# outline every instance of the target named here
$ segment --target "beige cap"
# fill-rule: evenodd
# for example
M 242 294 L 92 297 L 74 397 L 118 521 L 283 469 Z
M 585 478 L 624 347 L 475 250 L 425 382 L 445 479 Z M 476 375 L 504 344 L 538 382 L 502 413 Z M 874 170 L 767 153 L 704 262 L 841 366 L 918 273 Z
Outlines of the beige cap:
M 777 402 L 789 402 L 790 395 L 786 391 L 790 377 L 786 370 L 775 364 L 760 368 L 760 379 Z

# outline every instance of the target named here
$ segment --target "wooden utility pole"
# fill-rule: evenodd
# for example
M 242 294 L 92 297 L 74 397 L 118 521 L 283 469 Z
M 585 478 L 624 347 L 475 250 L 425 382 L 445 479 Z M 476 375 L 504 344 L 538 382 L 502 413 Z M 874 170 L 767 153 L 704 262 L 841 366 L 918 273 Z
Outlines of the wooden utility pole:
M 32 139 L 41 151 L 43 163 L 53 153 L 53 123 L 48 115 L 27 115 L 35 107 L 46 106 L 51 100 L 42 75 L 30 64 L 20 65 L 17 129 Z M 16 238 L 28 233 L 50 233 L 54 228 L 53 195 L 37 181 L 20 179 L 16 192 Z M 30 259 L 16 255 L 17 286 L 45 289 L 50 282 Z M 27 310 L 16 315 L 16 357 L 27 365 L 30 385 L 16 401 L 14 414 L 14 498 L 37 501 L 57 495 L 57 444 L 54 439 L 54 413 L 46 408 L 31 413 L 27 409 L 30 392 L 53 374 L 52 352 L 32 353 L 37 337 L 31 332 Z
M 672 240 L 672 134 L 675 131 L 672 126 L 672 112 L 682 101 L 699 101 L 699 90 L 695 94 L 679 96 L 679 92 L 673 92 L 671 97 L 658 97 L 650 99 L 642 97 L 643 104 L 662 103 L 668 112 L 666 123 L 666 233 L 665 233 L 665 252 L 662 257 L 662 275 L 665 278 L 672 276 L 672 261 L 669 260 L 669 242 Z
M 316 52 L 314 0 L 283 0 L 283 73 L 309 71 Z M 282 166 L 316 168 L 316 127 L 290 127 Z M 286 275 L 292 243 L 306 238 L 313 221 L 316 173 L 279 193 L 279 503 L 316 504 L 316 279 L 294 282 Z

——

◆ **EXERCISE**
Edit the listing above by replacing every "target" with "object", leaving everything else unchanged, and give all the lines again.

◆ **ANSWER TO THE PROBLEM**
# outline every instance of the object named here
$ segment --object "beige cap"
# fill-rule: evenodd
# for example
M 242 294 L 92 297 L 74 397 L 118 521 L 283 469 Z
M 585 478 L 624 347 L 475 250 L 425 382 L 445 479 Z M 476 375 L 504 344 L 538 382 L 502 413 Z M 874 170 L 767 153 L 704 262 L 841 366 L 918 273 Z
Outlines of the beige cap:
M 777 402 L 789 402 L 790 395 L 786 391 L 790 377 L 786 370 L 775 364 L 760 368 L 760 379 Z

# outline every instance of the object named here
$ segment --object "wooden utility pole"
# fill-rule: evenodd
# for example
M 242 294 L 92 297 L 74 397 L 118 521 L 283 469 Z
M 585 478 L 624 347 L 475 250 L 425 382 L 445 479 Z M 476 375 L 504 344 L 538 382 L 502 413 Z M 874 170 L 767 153 L 704 262 L 841 366 L 918 273 Z
Outlines of the wooden utility pole:
M 32 139 L 41 151 L 43 163 L 53 153 L 53 123 L 48 115 L 27 115 L 35 107 L 46 106 L 51 100 L 42 75 L 30 64 L 20 65 L 17 129 Z M 16 238 L 28 233 L 50 233 L 54 228 L 53 195 L 37 181 L 20 179 L 16 192 Z M 30 259 L 16 255 L 17 286 L 45 289 L 50 282 Z M 27 310 L 16 315 L 16 357 L 27 365 L 30 385 L 16 401 L 14 414 L 14 498 L 37 501 L 57 495 L 57 444 L 54 439 L 54 413 L 46 408 L 31 413 L 27 409 L 30 392 L 53 374 L 52 352 L 32 353 L 37 337 L 31 332 Z
M 672 240 L 672 134 L 675 131 L 672 126 L 672 112 L 682 101 L 699 101 L 699 90 L 695 94 L 679 96 L 679 92 L 673 92 L 671 97 L 658 97 L 650 99 L 642 97 L 643 104 L 662 103 L 668 112 L 666 123 L 666 233 L 665 233 L 665 252 L 662 257 L 662 275 L 665 278 L 672 276 L 672 261 L 669 260 L 669 242 Z
M 316 52 L 314 0 L 283 0 L 283 73 L 309 71 Z M 282 166 L 316 168 L 316 127 L 290 127 Z M 286 275 L 292 243 L 306 238 L 313 221 L 316 173 L 279 193 L 279 503 L 316 504 L 316 279 L 294 282 Z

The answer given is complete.